● WHAT THE TASK REQUIRES:
Copy out verbatim the lines below, starting with the line that contains "wooden crate and" and continuing through the final line, both ends included.

● TASK INPUTS:
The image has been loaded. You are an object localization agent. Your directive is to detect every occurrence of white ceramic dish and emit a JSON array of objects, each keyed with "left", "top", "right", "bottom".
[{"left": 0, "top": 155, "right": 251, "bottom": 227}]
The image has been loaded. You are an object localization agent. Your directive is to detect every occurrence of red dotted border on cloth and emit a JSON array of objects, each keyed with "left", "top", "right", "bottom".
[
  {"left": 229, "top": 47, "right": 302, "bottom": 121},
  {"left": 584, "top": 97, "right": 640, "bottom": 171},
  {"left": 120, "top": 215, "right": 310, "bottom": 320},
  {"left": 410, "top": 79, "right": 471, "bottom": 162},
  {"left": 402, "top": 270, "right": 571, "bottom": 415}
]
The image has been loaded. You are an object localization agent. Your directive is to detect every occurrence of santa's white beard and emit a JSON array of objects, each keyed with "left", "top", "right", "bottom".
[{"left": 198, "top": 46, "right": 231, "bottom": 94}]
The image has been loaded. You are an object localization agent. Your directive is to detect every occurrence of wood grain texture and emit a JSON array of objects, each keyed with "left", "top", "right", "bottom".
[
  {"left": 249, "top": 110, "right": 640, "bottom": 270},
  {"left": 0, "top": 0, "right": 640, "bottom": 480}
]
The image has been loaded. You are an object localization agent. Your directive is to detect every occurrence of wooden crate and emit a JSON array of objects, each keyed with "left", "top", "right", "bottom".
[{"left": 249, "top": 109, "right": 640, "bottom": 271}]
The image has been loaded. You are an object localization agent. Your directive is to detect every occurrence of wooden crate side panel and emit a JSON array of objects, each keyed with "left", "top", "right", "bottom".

● RESPONSE BELOW:
The image has been loaded. You are an object localization agent. Your directive is to detect every occurrence of wooden crate and emit a JSON array of objects, each keyed with "left", "top", "right", "bottom".
[{"left": 249, "top": 109, "right": 640, "bottom": 271}]
The image has been loaded. You are an object localization agent. Your directive is to detect every occurrence of wooden crate side panel and emit a JSON array of objects, each keyed with "left", "top", "right", "bottom".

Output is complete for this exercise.